- Born: December 31, 1826 New York City
- Died: September 13, 1907 (aged 80) Washington, D.C.
- Buried: Green-Wood Cemetery, Brooklyn, New York
- Allegiance: United States of America Union
- Branch: Union Army
- Service years: 1861-1865
- Rank: Colonel Brevet Brigadier General
- Commands: 1st New York Light Artillery Chief of Artillery, I Corps Chief of Artillery, V Corps
- Conflicts: American Civil War Battle of Antietam; Battle of Fredericksburg; Battle of Chancellorsville; Battle of Gettysburg; Mine Run Campaign; Overland Campaign; Siege of Petersburg; Appomattox Campaign;
- Other work: Farmer and produce merchant

= Charles S. Wainwright =

Union Army artillery officer in the American Civil War

Charles Shiels Wainwright (December 31, 1826 - September 13, 1907) was a produce farmer in the state of New York and an artillery officer in the Union Army during the American Civil War. He played an important role in the defense of Cemetery Hill during the July 1863 Battle of Gettysburg, where his artillery helped repel a Confederate attack. His extensive diary kept during the war is considered to be among the finest such documents from the Civil War period.

==Early life==
Wainwright was born December 31, 1826, in New York City, the brother of future doctor and Union general, William P. Wainwright. As a young man, he helped run his father's sprawling 320 acre farm, "The Meadows," in the Hudson Valley, delivering produce to markets in the city. He was a prosperous farmer in 1860 when the census was taken. His residence was listed as Rhinebeck, New York.

He left behind an elderly father and two sisters when he joined the army in the early autumn of 1861 at the age of 34. His diary was begun on October 1 of that year.

==Civil War==
Wainwright was commissioned a major in the 1st New York Artillery on October 17, 1861, and served throughout the war as an artillery officer in the Army of the Potomac. Early in his service, he was recorder of a board used to weed out unfit officers. He was present with his guns at the Battle of Antietam and the Battle of Fredericksburg. His batteries supported the attack of the Pennsylvania Reserves on the Confederate right flank at the latter battle.

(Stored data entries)
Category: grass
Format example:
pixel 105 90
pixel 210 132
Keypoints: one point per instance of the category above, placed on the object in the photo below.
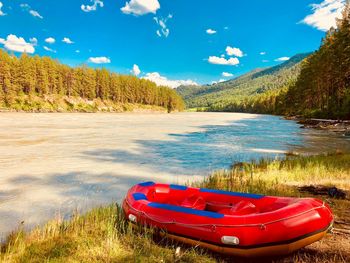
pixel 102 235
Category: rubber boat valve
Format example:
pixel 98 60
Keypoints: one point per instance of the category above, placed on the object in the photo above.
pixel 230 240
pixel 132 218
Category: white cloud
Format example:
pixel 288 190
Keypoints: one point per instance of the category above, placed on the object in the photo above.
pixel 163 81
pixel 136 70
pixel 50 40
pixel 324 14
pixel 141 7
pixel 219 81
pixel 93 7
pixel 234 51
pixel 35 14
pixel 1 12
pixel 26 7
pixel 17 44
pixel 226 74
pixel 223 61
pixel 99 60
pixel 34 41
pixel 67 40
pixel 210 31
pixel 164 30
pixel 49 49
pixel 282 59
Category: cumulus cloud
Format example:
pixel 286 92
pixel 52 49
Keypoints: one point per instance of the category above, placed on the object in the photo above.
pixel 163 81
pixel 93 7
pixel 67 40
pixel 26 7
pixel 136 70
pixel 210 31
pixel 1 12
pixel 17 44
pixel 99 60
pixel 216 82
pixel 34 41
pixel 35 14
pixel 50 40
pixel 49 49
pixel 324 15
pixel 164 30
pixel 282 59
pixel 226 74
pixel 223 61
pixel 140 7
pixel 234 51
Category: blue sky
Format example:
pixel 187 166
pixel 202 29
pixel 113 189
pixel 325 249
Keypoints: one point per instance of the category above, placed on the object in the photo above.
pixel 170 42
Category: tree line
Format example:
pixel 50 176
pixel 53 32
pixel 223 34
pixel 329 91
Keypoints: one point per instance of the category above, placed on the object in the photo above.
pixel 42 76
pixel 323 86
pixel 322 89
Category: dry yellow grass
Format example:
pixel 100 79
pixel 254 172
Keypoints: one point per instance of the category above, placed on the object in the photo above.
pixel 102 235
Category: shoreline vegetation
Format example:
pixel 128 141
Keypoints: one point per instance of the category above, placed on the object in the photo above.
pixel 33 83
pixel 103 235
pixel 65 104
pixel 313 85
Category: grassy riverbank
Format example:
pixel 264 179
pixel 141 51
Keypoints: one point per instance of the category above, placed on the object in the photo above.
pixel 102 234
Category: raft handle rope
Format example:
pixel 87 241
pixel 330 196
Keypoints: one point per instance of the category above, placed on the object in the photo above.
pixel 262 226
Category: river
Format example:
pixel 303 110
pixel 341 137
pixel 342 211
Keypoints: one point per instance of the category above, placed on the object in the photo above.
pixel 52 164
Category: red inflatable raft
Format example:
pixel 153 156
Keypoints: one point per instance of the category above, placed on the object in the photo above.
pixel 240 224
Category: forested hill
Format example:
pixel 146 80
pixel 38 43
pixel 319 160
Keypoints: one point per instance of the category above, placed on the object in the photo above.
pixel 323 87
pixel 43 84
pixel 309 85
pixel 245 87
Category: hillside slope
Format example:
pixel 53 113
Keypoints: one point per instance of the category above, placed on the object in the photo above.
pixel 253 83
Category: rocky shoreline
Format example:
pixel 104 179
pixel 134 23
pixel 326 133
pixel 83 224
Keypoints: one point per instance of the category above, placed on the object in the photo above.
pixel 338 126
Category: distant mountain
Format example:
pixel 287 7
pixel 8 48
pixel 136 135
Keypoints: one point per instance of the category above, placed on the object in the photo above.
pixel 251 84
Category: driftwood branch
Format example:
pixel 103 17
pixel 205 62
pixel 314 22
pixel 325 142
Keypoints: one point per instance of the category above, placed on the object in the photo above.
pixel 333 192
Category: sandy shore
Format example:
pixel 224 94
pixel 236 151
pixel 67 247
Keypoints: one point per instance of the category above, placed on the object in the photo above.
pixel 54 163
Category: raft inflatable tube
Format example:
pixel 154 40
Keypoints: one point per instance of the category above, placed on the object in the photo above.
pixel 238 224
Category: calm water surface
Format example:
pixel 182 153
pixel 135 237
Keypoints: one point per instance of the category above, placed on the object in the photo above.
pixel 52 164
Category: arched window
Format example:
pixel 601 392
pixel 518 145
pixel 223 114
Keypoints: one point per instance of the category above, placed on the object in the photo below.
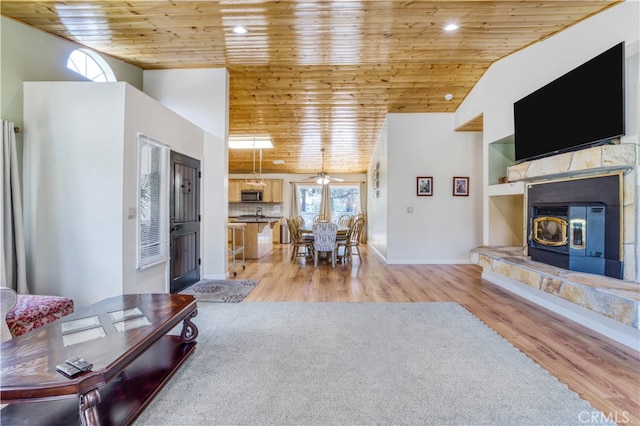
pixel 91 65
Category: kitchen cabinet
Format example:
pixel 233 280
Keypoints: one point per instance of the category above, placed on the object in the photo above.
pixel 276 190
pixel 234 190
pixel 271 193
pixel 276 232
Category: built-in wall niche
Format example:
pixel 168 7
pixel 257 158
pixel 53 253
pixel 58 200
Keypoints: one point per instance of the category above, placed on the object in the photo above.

==

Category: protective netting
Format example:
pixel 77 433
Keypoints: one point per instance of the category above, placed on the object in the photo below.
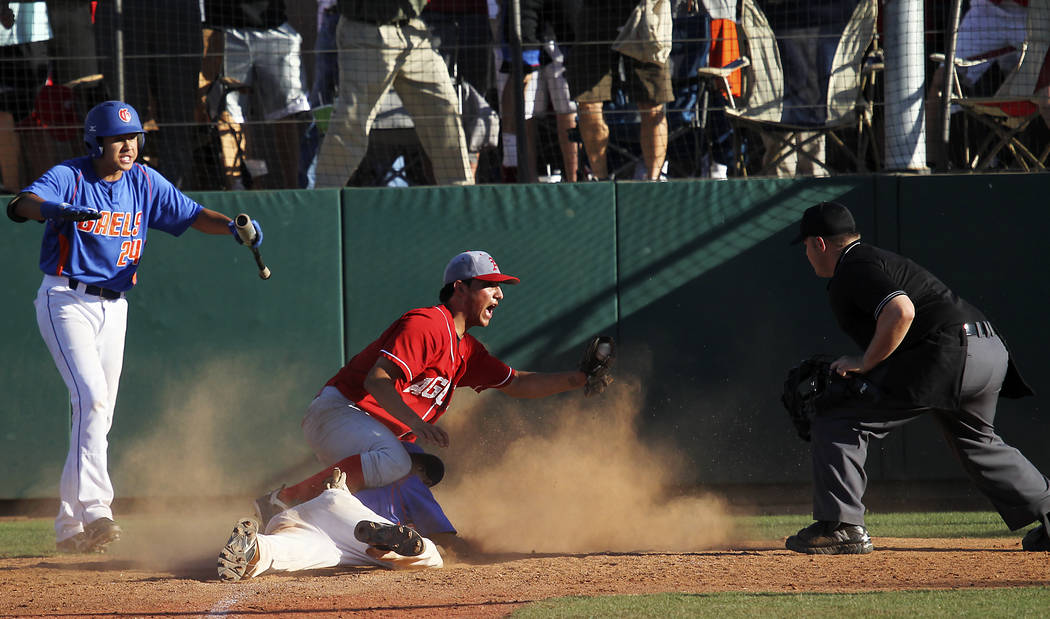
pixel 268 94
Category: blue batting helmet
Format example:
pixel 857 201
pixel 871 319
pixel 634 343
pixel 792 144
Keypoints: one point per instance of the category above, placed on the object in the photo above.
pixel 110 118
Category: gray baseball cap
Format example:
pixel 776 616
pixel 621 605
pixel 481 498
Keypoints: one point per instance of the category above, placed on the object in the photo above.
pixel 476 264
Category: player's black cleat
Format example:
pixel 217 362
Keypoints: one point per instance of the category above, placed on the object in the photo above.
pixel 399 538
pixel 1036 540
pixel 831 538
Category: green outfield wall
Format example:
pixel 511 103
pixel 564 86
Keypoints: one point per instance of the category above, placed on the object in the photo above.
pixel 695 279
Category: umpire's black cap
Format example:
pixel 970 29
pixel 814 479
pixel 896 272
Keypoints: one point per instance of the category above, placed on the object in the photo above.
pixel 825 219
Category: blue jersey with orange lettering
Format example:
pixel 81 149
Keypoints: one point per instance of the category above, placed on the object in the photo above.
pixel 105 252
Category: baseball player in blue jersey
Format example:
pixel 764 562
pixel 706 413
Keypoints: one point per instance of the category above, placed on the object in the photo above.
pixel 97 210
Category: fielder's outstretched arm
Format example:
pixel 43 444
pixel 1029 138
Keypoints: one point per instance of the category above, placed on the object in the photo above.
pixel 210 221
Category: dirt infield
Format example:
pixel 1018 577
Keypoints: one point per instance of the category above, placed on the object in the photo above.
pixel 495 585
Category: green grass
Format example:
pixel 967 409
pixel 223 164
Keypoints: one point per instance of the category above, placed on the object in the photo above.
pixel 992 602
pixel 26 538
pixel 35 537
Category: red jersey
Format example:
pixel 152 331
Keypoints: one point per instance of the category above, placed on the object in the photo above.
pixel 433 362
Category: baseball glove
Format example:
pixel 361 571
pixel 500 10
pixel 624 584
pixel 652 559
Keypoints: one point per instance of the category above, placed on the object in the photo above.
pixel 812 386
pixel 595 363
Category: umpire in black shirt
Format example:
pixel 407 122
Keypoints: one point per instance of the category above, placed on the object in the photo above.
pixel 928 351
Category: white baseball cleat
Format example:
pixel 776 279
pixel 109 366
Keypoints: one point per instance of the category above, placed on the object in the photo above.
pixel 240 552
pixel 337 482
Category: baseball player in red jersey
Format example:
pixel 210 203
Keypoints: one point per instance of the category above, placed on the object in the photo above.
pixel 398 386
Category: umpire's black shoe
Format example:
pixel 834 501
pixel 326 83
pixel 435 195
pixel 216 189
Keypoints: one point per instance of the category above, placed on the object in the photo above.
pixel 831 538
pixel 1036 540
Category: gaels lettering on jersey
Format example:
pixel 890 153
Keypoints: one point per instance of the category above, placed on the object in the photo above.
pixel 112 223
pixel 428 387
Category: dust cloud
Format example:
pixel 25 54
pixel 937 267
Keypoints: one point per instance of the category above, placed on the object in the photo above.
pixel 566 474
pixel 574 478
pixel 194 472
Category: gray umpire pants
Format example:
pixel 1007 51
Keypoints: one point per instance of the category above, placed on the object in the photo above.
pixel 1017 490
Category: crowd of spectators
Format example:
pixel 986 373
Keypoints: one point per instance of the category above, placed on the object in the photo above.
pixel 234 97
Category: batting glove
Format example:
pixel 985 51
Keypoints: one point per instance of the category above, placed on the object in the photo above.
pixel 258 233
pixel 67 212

Check your understanding |
a – Please translate this sentence from the Charles S. Wainwright biography into Spanish: "He was a prosperous farmer in 1860 when the census was taken."
b – Carry on the Charles S. Wainwright biography from its final sentence.

Answer list |
a – Era un granjero próspero en 1860, cuando se levantó el censo.

b –
Wainwright was chief of artillery of I Corps at the Battle of Chancellorsville. His actions in that battle were praised by the army's chief of artillery, Brig. Gen. Henry J. Hunt. He commanded the artillery brigade of the I Corps at the Battle of Gettysburg. During the struggle for control of Cemetery Hill on July 2, 1863, Wainwright commanded all the guns on the eastern part of the hill. His batteries were instrumental in helping repulse the twilight attack of the Louisiana Tigers, and they dueled with Confederate artillery the following day preceding Pickett's Charge.

When Maj. Gen. George G. Meade reorganized the Army of the Potomac in 1864, Wainwright became chief of artillery of V Corps, replacing Augustus P. Martin. He served in that role to the end of the war. Among his most successful actions was using guns to break a Confederate attack at the Battle of North Anna. He was promoted to brevet brigadier general on August 1, 1864.

He was the author of A Diary of Battle: The Personal Journals of Colonel Charles S. Wainwright, 1861–1865, published posthumously in 1962. His journals provide insights into the administration of the artillery, as well as its use in battle. Wainwright's observations on the Union commanders with whom he served are pungent. Maj. Gen. Gouverneur K. Warren, under whom he had served in V Corps, and Maj. Gen. Joseph Hooker receive particularly negative reviews.

==Post-war activities==
After the war, Wainwright resided in Dutchess County, New York, in Europe and then in Washington, D.C. He belonged to the Metropolitan Club and the Sons of the American Revolution.

Wainwright died in Washington, D.C., on September 13, 1907, at the George Washington University Hospital. He was buried in Green-Wood Cemetery, Brooklyn. Wainwright died unmarried, and his brother inherited the manuscripts of the diary he kept during the war.